Records for identifying positions:
::::
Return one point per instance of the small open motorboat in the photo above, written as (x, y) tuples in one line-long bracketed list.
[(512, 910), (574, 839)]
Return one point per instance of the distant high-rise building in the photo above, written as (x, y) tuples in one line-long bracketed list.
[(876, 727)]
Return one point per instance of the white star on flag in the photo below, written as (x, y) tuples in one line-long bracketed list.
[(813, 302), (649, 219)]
::::
Present each line of the material above as a Markdown table with the columns "Row" and "Entry," numbering the rows and skipping any blank lines.

| Row | Entry |
|---|---|
| 1 | Return one point per instance of the small open motorboat in the photo above, written as (x, y) tuples in one line-long bracketed list. |
| 2 | [(512, 910), (574, 839)] |
| 3 | Return one point per instance of the distant high-rise building in the photo above, written as (x, y) tuples in one line-long bracketed list. |
| 4 | [(876, 727)] |
| 5 | Return one point per instance of the white star on flag in the photo below, written as (x, y) tuples in one line-long bracketed list. |
| 6 | [(813, 302), (649, 219)] |